__Text excerpt__
********************
JUDGMENT (Imputations - form - publication - particularisation)
1 On 28 October 1998 the plaintiff sought leave to file a Further Amended Statement of Claim. An Amended Statement of Claim had been filed on 20 September 1992. The original initiating process had been filed on 10 August that year.
2 By his September 1992 Amended Statement of Claim the plaintiff structures his action against the defendants as follows.
3 The first defendant (the ABC) is sued in respect of four broadcasts at separate times on 7 July 1992 (the four matters complained of set out in Schedule 1 to the pleading).
4 The fourth defendants (Joe Khoury and Kinsarva Pty Limited trading as Al Bairak Newspaper ) are sued in respect of a publication "on or about 9 July 1992" of an article in Arabic, the original of which is Schedule 2 and a translation of which is Schedule 3.
5 The second and third defendants, Joe Khoury and Sayed Obeid, are sued as follows in respect of what is described as the sixth matter being Schedule 4 to the pleading. It is alleged:
"12. Prior to the publication of the First Matter, the Second and Third Defendants or one of them published to the First Defendant and or the Fourth Defendants of and concerning the Plaintiff, the matter set out in Schedule 4 ("the Sixth Matter").
********************
__Recorded information__
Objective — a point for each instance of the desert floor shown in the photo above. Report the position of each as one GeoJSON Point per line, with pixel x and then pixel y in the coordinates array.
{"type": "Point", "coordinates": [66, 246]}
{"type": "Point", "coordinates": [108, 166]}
********************
__Tasks to carry out__
[A] In the defamation judgment, on what date was the Amended Statement of Claim filed?
[B] Proceed with the defamation judgment from the point at which it stops.

__Results of the exercise__
[A] 20 September 1992

[B]
13. Each of the Second and or Third Defendants published the Sixth Matter -
(a) with the intention that it would be republished in the media and/or by the First Defendant and/or the Fourth Defendants;
(b) in circumstances where such republication was the natural and probable consequence of the Second and/or Third Defendants publishing the Sixth Matter;
(c) and thereby authorised and approved the republication of the Sixth Matter and/or are or is responsible for it republication by the First Defendant and/or the Fourth Defendants as aforesaid".
6 Each of the broadcasts (four in number) and the fifth and sixth matters are said to "contain" the following imputations defamatory of the plaintiff:.
"14(a) the plaintiff was guilty of tax avoidance;
or in the alternative,
(b) the plaintiff was reasonably suspected by the Australian Taxation Office of tax avoidance;
further, or in the alternative,
(c) the plaintiff had so conducted himself in respect of taxation arrangements as to warrant the accusation of his business associates that he was guilty of tax avoidance;
(d) the plaintiff had exploited his business associates in order to avoid tax;
(e) the plaintiff used a bogus superannuation scheme to enrich himself;
in the alternative,
(f) the plaintiff so conducted himself as to warrant the accusation of his business associates that he had used a bogus superannuation scheme to enrich himself".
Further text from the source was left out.